== Required tasks ==
1/ Return the passage of the post on "Stand and Deliver" from "Stand and Deliver, by" to "is back, baby!", copied word for word.
2/ Continue the post on "Stand and Deliver," starting after its final sentence.

== Selected passage ==

============

479. ‘Stand and Deliver!’, by Adam & The Ants

I’ve just realised something… The eighties have finally begun. 1980 was full of stars – Blondie, Bowie, ABBA and ELO – but they were stars from the seventies. Our recent number ones have introduced us to some brand new stars, huge names of the early ‘80s: Shakin’ Stevens, Bucks Fizz and now, biggest of all, Adam Ant.

Stand and Deliver, by Adam & The Ants (their 1st of two #1s)

5 weeks, 3rd May – 7th June 1981

Punk, New-Wave and something else collide here. What that something is I couldn’t say… but it is very new and very thrilling. And very eighties. It’s frantic – there are horns, sound effects, nonsense chanting, and a band dressed as eighteenth century highwaymen… As I said in my last post, glam is back, baby!

I’m the dandy highwayman, That you’re too scared to mention, I spend my cash on looking flash, And grabbing your attention… It’s a statement of intent, this record: a war-cry to kids across the land to ditch old-folks’ fashions, to slap chunky blocks of make-up on their faces, and join the insect nation… It’s the sort of song your nan would have screwed her face to during TOTP, wondering just what was wrong with young folk these days.

There’s a bit of everything here. We go from the verses, in which Adam Ant sounds like Ray Davies trying his hand at rapping, to a Shadows-esque surf-rock solo with monkish chanting for backing. And the main hook is a killer: Stand and deliver, Your money or your life… And I mean literally a killer – it’s what Dick Turpin would have shouted back in his heyday. Meanwhile, the music video – we need more and more often to start referencing the videos for #1 singles now – sees Adam and his band holding up carriages full of uncool types clutching their lame records. Rather than robbing them, he shows how terrible they look in his foppish, handheld mirror.

It’s certainly a breath of fresh air, and there’s a feeling of a new musical order starting to assert itself. And there’s a great pop song here, underneath all the frippery (that’s a nice way to sum up the entire 1980s, to be honest). Adam and the Ants hadn’t appeared out of nowhere, though – they had been around since 1977, and had been scoring Top 10 hits for a year or so before this smash.

============

== Rows ==
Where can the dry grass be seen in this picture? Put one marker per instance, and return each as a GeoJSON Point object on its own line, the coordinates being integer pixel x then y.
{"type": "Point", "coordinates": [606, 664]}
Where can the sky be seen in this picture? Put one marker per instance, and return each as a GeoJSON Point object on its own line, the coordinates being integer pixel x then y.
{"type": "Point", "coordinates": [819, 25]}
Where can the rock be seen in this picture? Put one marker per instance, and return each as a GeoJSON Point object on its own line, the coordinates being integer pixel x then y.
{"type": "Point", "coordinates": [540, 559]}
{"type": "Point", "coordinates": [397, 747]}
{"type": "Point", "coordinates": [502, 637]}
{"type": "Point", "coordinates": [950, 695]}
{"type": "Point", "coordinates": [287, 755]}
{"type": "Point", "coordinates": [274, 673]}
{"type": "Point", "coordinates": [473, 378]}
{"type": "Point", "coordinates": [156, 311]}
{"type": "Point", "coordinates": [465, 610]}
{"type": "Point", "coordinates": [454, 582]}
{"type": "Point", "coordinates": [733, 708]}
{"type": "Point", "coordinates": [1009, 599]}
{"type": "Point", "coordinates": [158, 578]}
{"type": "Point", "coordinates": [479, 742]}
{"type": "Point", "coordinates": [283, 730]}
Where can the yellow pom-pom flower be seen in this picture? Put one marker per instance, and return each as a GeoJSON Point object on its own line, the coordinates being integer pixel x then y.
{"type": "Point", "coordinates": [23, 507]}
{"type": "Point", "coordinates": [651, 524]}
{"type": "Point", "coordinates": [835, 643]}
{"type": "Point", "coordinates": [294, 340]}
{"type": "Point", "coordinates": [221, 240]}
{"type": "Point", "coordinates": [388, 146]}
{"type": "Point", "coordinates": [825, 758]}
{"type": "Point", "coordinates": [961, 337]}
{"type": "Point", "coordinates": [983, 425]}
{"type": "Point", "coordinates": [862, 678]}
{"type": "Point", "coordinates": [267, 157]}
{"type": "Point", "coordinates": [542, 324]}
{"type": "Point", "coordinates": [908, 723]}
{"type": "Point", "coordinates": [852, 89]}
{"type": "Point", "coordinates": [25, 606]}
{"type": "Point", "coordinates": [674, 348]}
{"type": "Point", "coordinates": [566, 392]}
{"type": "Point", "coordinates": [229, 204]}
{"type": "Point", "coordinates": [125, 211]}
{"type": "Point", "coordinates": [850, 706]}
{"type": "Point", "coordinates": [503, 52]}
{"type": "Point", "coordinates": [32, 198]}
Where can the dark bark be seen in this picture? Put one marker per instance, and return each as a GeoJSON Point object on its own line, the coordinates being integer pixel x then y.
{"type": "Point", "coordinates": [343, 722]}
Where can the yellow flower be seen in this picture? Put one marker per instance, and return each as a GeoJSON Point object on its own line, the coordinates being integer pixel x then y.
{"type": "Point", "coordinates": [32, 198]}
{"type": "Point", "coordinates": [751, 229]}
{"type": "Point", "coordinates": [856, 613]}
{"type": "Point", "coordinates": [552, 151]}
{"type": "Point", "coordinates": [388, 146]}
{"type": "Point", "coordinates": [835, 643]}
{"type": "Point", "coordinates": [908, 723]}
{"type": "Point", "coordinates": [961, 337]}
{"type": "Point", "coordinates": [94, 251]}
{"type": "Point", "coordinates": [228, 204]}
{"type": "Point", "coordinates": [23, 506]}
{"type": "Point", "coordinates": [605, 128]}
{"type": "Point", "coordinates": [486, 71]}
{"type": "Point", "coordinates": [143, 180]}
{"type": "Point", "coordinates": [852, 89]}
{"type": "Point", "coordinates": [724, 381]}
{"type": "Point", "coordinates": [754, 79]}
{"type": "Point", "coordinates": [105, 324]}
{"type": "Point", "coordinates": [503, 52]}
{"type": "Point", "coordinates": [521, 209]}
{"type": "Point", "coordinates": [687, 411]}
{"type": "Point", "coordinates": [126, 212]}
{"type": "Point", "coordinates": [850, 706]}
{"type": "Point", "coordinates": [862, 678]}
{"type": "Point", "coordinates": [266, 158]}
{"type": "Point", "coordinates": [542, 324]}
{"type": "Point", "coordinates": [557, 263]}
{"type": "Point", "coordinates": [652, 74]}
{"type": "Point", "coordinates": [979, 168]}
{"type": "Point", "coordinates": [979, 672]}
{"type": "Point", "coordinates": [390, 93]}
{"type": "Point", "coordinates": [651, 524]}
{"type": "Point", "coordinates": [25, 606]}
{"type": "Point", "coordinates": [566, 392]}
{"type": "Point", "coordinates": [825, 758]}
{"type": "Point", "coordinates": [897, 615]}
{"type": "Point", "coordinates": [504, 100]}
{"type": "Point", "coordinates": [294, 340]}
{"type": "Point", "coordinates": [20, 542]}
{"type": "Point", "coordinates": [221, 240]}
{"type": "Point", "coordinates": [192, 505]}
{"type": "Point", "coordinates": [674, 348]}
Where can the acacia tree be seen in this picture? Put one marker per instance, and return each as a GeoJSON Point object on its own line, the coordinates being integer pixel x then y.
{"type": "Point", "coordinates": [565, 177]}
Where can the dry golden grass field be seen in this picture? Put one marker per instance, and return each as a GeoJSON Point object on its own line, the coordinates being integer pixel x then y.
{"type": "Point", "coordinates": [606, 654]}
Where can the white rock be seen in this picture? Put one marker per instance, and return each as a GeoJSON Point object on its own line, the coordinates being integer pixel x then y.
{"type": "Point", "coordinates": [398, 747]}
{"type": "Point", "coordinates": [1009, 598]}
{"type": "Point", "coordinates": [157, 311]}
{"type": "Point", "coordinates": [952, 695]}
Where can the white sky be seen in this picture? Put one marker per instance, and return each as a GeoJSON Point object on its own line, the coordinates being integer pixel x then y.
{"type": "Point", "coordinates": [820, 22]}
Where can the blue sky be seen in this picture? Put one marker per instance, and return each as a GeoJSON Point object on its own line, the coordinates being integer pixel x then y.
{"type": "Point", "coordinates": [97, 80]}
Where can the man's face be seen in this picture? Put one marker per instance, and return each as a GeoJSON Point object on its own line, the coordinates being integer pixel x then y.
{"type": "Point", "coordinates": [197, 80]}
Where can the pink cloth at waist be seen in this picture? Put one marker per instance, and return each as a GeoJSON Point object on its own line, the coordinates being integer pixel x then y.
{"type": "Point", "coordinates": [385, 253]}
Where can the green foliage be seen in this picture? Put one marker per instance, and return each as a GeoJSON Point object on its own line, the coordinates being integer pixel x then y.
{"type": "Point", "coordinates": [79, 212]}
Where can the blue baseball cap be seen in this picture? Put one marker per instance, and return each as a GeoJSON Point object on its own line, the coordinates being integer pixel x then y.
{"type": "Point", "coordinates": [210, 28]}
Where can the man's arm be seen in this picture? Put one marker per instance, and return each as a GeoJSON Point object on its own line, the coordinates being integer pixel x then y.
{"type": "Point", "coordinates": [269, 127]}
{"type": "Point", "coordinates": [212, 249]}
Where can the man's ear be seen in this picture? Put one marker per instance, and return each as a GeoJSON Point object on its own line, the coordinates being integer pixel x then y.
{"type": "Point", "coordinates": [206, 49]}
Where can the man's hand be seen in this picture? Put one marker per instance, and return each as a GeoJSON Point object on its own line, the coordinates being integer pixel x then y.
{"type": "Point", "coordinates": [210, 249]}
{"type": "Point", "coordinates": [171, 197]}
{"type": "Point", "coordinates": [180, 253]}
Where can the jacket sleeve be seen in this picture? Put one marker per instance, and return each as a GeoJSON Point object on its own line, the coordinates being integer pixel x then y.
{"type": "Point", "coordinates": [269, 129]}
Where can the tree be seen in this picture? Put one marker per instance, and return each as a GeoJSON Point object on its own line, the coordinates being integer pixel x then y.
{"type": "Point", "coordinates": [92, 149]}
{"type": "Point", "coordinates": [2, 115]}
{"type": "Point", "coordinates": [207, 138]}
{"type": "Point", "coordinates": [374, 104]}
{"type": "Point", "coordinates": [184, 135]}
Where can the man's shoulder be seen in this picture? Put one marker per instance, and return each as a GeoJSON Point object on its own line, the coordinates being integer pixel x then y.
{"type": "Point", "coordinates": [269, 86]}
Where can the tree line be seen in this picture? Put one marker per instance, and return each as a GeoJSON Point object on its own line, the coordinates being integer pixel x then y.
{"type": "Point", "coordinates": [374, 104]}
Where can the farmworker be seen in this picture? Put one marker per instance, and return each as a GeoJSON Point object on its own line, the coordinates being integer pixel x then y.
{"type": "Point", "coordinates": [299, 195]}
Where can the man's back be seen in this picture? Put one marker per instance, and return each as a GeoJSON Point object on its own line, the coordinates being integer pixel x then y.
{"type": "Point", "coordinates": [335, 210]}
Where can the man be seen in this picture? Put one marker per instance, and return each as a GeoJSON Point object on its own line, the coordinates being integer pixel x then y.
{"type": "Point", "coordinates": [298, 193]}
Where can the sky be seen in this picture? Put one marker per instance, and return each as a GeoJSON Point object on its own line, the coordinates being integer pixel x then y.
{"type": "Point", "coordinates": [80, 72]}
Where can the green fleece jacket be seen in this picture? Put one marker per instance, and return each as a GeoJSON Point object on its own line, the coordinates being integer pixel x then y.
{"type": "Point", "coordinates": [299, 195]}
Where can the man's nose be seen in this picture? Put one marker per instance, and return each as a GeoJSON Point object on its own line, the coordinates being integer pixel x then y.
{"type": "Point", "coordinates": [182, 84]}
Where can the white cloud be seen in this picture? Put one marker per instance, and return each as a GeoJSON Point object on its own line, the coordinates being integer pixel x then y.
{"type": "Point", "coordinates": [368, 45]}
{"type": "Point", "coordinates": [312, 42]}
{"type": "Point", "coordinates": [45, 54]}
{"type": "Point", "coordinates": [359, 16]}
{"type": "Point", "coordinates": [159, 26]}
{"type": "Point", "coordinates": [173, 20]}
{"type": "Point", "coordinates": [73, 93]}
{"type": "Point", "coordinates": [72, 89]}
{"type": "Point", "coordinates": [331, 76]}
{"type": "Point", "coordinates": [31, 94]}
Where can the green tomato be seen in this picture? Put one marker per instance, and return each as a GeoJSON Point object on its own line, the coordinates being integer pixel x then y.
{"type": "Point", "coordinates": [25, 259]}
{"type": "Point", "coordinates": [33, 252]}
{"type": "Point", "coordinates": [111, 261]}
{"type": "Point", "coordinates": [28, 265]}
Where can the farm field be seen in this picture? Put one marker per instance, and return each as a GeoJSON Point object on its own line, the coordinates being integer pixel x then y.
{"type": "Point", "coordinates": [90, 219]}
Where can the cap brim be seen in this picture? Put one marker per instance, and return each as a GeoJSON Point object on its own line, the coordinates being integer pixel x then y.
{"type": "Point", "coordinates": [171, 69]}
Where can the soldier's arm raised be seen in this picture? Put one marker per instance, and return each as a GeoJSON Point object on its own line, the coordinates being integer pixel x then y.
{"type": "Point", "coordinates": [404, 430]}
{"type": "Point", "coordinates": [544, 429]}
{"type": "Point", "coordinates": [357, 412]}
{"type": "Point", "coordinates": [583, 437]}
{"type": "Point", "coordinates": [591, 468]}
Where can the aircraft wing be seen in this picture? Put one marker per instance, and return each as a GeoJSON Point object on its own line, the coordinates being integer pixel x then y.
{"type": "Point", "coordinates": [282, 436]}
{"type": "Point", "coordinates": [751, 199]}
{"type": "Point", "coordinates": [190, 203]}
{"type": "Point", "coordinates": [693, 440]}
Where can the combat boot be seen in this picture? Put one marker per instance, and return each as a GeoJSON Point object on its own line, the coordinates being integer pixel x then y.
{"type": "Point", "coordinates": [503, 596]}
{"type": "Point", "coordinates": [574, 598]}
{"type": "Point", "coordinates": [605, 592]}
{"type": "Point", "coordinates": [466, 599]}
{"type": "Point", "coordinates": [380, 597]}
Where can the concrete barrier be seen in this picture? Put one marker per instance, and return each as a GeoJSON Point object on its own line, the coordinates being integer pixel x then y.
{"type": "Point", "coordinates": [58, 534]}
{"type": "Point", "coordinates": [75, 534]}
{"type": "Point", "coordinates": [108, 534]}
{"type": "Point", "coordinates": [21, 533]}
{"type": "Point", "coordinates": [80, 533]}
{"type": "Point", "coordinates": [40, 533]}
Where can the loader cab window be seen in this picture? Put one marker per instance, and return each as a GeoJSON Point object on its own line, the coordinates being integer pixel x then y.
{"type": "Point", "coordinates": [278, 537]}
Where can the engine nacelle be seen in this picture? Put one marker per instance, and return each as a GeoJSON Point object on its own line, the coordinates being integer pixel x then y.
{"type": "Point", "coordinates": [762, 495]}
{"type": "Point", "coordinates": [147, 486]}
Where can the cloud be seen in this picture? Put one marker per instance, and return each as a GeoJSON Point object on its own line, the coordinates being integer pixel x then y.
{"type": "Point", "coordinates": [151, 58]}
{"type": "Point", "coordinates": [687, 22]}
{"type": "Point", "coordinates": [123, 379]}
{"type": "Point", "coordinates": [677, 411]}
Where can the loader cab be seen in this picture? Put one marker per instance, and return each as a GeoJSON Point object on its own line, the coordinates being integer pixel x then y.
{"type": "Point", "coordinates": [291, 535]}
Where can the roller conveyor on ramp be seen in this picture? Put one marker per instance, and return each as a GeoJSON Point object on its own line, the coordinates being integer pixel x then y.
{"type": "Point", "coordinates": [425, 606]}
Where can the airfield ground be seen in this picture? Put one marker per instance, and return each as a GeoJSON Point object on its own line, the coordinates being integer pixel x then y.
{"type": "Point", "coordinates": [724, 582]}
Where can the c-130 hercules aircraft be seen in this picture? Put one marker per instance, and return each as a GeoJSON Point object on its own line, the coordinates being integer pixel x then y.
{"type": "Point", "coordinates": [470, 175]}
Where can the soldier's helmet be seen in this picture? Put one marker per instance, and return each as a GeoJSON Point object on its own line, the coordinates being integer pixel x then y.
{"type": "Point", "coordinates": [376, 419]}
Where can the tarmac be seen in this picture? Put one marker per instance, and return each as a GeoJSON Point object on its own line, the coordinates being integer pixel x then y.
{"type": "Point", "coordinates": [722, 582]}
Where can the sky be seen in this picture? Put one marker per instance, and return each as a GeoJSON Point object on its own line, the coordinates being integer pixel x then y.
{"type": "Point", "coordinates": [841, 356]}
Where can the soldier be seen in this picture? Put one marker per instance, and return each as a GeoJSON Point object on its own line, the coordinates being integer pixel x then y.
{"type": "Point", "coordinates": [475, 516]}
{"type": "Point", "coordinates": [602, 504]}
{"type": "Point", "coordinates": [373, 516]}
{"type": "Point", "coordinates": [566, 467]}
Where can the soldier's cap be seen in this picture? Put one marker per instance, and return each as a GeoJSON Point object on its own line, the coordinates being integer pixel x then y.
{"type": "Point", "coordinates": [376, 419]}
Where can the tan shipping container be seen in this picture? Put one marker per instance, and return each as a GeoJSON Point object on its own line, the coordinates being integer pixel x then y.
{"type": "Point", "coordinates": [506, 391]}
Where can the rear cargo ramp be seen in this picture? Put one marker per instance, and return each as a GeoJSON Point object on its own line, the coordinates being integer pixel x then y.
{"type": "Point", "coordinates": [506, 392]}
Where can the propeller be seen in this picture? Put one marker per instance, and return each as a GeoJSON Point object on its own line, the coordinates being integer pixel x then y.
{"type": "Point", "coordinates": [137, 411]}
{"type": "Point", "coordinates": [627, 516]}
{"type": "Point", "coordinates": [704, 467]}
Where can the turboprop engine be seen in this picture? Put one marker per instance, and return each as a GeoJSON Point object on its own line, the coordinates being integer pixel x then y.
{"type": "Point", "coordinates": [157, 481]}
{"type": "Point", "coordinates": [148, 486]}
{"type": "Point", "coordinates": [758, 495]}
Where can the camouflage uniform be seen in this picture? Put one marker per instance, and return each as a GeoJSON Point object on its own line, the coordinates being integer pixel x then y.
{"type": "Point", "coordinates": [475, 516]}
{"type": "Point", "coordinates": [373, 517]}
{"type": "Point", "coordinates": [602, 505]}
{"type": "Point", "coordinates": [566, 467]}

============

== Answers for this exercise ==
1/
Stand and Deliver, by Adam & The Ants (their 1st of two #1s)

5 weeks, 3rd May – 7th June 1981

Punk, New-Wave and something else collide here. What that something is I couldn’t say… but it is very new and very thrilling. And very eighties. It’s frantic – there are horns, sound effects, nonsense chanting, and a band dressed as eighteenth century highwaymen… As I said in my last post, glam is back, baby!

2/
And a ‘smash’ it was. ‘Stand and Deliver’ entered at #1, which means the band were at the same level of popularity as The Jam and The Police. Plus its five-week run at the top is the longest of the decade so far. They were a band that burned brightly, but briefly, and they and their charismatic leader will be back with a couple more equally manic chart-toppers in pretty soon.


18 thoughts on “479. ‘Stand and Deliver!’, by Adam & The Ants

  1. I’m in two minds about Adam and the Ants. They were fun while they lasted and I think nearly everyone under the age of 30 really liked them at the time, but there was something about the whole concept that screamed ‘novelty act!’ which gave them a rather short shelf life, subject to the law of diminishing returns etc. Within a couple of years they – or rather Adam Ant, who was basically a downsized one-man band version – were/was running out of ideas. A similar thing happened about three years later to Frankie Goes To Hollywood, who were unstoppable for about a year. By the time it came to the second album, they were on a steep downward slope.

  2. I agree with the above comment…after a few times through…Adam started to feel like a novelty act. I did think this was a whole lot better than what was coming in the mid-eighties.

    Have you noticed that music videos of the eighties have this cheap…home movie quality…but music videos of the sixties and seventies look good? Videotape I guess is the main culprit I would think.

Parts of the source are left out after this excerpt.